* _WHAT YOU NEED TO DO_: I need each line of the entries below that includes the string "side".

* _EXTRACTED RECORDS_:
▬▬▬▬▬▬▬▬▬▬

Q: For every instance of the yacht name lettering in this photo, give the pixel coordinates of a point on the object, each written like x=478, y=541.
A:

▬▬▬▬▬▬▬▬▬▬

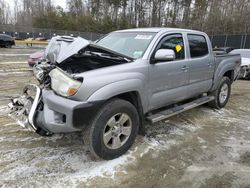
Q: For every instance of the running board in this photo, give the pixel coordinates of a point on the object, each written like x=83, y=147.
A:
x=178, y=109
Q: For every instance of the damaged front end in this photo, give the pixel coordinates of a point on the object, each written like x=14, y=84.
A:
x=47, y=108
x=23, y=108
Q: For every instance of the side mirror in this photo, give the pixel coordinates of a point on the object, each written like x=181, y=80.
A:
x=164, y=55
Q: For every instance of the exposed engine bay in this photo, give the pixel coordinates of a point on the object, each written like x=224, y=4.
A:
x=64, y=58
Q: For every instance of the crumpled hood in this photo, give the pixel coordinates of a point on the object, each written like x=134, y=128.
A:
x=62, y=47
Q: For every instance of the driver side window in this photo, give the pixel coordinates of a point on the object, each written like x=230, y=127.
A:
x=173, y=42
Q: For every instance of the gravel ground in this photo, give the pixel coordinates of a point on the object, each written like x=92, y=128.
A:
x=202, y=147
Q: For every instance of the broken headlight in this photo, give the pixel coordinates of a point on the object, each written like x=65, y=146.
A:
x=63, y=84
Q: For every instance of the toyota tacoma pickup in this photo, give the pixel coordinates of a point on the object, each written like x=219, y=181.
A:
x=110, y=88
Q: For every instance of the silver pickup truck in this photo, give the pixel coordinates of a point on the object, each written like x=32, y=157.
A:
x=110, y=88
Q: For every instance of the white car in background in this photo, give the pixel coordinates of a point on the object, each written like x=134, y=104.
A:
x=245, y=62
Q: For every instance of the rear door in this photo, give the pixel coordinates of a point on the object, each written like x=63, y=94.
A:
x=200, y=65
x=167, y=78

▬▬▬▬▬▬▬▬▬▬

* _RESULT_:
Q: For every instance of the side mirror in this photo, give the pixel coordinates of a point on the object, each written like x=181, y=80.
Q: For every instance of the driver side window in this photo, give the pixel coordinates of a point on the object, each written like x=230, y=127.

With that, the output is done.